**STATED EXERCISE**
Print the lines of the listing below that fall between the line holding "Locate the hanging" and the line holding "[33,182,71,231]", inclusive, with no change to them.

--- start RECORDS PROVIDED ---

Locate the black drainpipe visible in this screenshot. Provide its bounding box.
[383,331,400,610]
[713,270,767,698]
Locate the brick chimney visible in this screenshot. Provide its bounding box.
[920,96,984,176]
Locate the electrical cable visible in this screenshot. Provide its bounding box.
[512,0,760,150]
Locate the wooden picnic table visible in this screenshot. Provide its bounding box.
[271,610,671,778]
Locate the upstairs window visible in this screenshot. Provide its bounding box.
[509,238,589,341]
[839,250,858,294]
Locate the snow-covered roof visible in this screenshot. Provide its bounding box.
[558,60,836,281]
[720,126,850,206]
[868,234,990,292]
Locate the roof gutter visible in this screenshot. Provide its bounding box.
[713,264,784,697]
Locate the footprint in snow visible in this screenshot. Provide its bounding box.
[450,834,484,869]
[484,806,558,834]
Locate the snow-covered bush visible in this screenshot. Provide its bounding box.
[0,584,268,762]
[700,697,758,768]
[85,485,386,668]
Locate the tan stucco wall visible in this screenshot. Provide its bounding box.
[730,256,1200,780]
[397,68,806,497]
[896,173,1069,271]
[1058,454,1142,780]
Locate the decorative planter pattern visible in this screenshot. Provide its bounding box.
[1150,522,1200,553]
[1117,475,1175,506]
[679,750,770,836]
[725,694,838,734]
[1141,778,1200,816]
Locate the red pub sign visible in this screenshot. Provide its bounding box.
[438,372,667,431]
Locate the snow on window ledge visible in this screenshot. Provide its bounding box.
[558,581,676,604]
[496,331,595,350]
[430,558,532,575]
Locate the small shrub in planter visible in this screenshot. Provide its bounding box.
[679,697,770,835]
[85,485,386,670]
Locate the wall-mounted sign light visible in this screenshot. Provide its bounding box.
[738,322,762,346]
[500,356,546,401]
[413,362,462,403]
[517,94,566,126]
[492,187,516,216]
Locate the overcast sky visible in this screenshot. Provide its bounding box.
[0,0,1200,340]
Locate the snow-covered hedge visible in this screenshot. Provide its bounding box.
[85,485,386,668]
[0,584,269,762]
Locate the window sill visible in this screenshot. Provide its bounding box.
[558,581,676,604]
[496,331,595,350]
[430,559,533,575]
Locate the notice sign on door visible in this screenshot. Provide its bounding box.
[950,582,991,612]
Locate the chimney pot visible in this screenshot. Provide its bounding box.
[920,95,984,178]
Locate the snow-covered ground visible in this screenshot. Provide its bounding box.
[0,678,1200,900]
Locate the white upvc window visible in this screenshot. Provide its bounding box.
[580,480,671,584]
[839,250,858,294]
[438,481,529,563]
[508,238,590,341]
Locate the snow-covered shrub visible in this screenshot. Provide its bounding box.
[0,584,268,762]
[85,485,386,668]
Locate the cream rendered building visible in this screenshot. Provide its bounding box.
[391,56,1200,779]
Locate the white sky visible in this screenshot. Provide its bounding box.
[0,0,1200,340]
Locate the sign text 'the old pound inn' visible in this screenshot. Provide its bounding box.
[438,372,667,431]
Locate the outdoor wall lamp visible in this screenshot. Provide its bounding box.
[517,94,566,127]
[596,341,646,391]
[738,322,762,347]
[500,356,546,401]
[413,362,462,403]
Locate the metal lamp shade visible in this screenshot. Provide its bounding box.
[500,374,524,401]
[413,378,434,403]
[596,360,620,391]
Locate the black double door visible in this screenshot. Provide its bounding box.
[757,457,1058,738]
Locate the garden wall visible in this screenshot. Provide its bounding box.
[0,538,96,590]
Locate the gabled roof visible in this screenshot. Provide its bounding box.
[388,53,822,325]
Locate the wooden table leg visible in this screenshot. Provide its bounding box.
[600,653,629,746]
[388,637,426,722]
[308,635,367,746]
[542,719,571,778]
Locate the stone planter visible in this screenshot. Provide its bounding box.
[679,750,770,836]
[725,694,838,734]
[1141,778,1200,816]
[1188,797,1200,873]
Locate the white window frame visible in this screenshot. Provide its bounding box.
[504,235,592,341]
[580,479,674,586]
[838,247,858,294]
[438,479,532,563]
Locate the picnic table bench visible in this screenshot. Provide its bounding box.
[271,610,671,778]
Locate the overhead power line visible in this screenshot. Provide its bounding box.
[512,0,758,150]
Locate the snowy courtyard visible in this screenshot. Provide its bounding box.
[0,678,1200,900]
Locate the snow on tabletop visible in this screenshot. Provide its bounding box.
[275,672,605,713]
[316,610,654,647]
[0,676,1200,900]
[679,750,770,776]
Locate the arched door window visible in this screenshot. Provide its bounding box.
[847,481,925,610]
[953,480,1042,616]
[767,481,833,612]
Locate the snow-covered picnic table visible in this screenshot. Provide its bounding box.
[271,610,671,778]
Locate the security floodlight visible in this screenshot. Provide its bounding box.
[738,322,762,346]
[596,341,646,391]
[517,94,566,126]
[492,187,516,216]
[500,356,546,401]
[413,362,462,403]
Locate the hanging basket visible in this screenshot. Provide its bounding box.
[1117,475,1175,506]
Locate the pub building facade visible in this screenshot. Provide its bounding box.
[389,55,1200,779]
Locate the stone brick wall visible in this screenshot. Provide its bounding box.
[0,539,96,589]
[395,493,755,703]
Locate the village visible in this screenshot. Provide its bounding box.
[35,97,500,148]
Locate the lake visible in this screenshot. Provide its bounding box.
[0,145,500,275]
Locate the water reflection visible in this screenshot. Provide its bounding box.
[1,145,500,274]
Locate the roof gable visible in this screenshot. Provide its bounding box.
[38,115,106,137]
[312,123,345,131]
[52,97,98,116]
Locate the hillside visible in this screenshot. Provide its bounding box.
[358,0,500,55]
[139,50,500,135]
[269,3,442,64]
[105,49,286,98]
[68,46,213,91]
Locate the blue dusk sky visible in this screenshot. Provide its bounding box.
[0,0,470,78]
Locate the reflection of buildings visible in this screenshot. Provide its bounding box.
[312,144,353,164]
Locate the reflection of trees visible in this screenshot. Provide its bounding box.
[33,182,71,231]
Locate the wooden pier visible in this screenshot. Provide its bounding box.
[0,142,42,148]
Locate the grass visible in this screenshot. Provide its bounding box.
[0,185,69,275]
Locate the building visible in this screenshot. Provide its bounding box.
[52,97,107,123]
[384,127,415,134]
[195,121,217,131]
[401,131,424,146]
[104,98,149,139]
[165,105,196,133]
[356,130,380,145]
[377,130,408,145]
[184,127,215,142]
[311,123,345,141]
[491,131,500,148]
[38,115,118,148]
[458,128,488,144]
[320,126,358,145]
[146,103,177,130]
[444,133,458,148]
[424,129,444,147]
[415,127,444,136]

--- end RECORDS PROVIDED ---

**THE REPLY**
Locate the hanging basket visible in this screenshot. Provide its bounding box.
[1117,475,1175,506]
Locate the pub building facade visible in this screenshot. Provide its bounding box.
[389,55,1200,779]
Locate the stone brick wall visible in this screenshot. Provide its bounding box.
[0,539,96,589]
[395,493,755,703]
Locate the village visible in this screenshot. Provide its bounding box.
[35,97,500,148]
Locate the lake visible in this screenshot. Provide its bounding box.
[0,145,500,275]
Locate the water reflection visible in this screenshot. Provide its bounding box.
[1,145,500,274]
Locate the roof gable visible in this screenshot. Provide its bounding box.
[38,115,106,137]
[312,123,345,131]
[52,97,98,116]
Locate the hillside visible in this screenshot. Provide its bounding box.
[358,0,500,55]
[139,50,500,135]
[269,3,442,64]
[105,49,286,98]
[68,46,213,91]
Locate the blue dusk sky visible in this screenshot. Provide its bounding box.
[0,0,470,78]
Locate the reflection of buildings visible in this screenshot. Provide its bounding box.
[312,144,353,164]
Locate the reflection of trees visible in this screenshot. Provide its bounding box.
[33,182,71,231]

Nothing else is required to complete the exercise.